Work required >> Reproduce every line of the data below exactly, omitting the pictures.

(Records)
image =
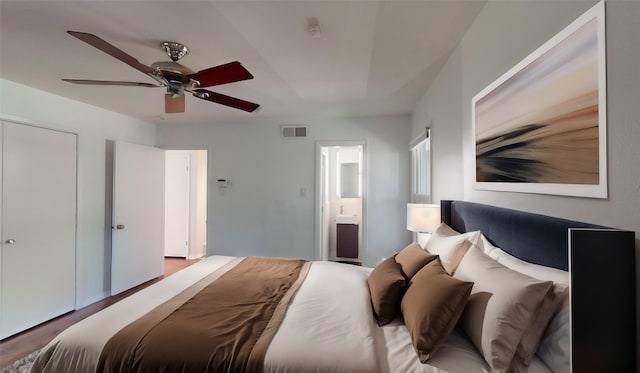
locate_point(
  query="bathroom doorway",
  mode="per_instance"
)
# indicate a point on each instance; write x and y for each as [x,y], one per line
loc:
[340,201]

Exercise output >>
image =
locate_point(
  query="bathroom doorway",
  mode="per_instance"
)
# indicate a point on each instance; write x and y for each as [x,y], one per line
loc:
[340,201]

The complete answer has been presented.